Required task :: Transcribe the listing word for word.

Data shown ::

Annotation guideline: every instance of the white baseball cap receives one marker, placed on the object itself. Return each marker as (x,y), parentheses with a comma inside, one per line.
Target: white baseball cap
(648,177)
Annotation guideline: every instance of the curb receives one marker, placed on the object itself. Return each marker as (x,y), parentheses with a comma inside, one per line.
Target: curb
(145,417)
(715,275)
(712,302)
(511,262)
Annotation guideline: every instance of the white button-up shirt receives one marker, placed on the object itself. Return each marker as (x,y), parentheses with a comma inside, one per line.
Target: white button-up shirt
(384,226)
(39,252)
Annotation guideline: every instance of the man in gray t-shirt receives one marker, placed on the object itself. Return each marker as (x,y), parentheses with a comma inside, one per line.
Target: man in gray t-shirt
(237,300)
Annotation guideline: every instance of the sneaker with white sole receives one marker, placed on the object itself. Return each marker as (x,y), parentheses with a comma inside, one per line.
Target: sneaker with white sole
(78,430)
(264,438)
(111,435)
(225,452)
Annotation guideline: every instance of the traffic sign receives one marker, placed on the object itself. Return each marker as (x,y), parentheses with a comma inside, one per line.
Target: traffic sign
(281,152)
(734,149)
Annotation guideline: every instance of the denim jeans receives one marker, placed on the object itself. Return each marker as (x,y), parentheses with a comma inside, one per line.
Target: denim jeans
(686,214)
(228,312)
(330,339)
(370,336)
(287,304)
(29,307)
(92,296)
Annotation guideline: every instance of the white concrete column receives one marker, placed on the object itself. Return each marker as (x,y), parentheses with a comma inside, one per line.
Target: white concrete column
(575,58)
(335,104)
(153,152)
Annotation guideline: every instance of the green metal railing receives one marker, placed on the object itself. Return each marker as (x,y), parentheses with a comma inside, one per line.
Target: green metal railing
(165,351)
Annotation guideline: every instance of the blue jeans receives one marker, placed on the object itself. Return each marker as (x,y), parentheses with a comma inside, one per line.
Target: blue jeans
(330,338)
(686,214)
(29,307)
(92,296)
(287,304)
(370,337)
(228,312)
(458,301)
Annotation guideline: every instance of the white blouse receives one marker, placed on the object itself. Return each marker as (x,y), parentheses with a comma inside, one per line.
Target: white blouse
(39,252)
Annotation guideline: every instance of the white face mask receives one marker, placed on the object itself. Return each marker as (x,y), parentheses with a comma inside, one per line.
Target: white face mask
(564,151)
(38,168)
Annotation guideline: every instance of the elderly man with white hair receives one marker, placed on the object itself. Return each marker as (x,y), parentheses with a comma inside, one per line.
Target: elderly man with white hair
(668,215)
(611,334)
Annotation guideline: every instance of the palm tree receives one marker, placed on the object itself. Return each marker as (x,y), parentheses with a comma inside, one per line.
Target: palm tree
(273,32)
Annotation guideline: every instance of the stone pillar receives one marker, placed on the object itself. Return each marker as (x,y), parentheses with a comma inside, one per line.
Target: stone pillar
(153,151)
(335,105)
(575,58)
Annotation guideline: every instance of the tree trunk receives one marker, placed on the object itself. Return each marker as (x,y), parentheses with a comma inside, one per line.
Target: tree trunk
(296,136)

Response to the task ::
Annotation guideline: every instance of the white baseball cap receives one marker, placed on the object itself. Return each marker as (x,y), parentheses with a comma inside, one per line.
Target: white baseball cap
(648,177)
Annotation guideline: every instance of the curb receives one marker, placed on the object itself. Return each marker as (x,y), parentheses with a comma inside, one per line.
Target: curb
(145,417)
(715,275)
(712,302)
(511,262)
Annotation guideline: every instance of the white button-up shirt receives one marker, placed on the object itself. Return each marker as (x,y), parentheses with a comma inside, one per line.
Target: white button-up shirt
(384,226)
(39,252)
Annotation guideline: every instance of the man in gray t-shirt receives one marker, placed on the object itself. Return each marker as (x,y), parentheses with a comma inside, one per line.
Target: man in gray t-shirt
(237,300)
Annotation guideline: every instance of the sneaker with white sole receives one marker, placed on the object itself. Return each marker as (x,y), parentheses with a comma inside, one per line.
Target: sneaker with white sole
(78,430)
(264,438)
(111,435)
(225,452)
Annotation guideline: every instance of the traffic sign receives one marker, placed on the object itself. Return each marker as (x,y), parentheses with a comma inside, one per line.
Target: traffic sign
(281,152)
(734,149)
Annotation guideline: every instance of the denim jeans receives one marker, placed on the object itself. Return each marker as (x,y), parentheses with a comma inside, one per line.
Target: denim jeans
(686,214)
(228,312)
(330,339)
(370,336)
(287,304)
(29,307)
(92,296)
Annotation guideline: every instance of the white concrete column receives one marker, placed on the object itself. Return each marker as (x,y), parentheses with a comma inside, one per line.
Target: white concrete column
(575,58)
(335,104)
(153,152)
Annotation guideline: every instance of the green metal railing receives one marker, placed on the object itself. Return each marker as (x,y), parentheses with a comma inside, one per line.
Target: green metal railing
(165,351)
Annotation guideline: every instance of the blue jeans receives one marker, placed on the object itself. Return each marker as (x,y), parentheses with a comma inside, one per line.
Target: blue jeans
(330,338)
(686,214)
(29,307)
(92,296)
(287,304)
(370,337)
(228,312)
(458,301)
Annotation guideline: every instance of the white blouse receives one marker, placed on the object itself. Return each marker as (x,y), parentheses with a comma inside, one per line.
Target: white blouse
(39,252)
Annotation guideline: every instance of the white face mask receives one marker, placed on the object itself. Return each marker as (x,y), parentheses with a comma inside, one per line.
Target: white face mask
(564,151)
(38,168)
Annotation guideline: every instance of the elderly man with white hair receives one marker, placed on the object itself. Return each marker as (x,y), parentheses with a comma inside, one per line.
Target: elderly man with white hair
(668,215)
(611,334)
Annotation guideline: every instance of the palm tree receives one marker, placed on the object itself. Return each marker as (x,y), parentheses with a comma inside, one per line.
Target: palm tree
(273,32)
Annotation guideline: every instance of the stone pillar receives one marker, placed on the object itself. Return each marker as (x,y), parentheses with a comma inside, one per line.
Target: stone pillar
(153,151)
(335,105)
(575,58)
Annotation guideline: every instance of the tree trunk receives one marker, placed on the object itself. Return each marker as (x,y), parentheses with a comma inside, one per line.
Target: tree trunk
(296,136)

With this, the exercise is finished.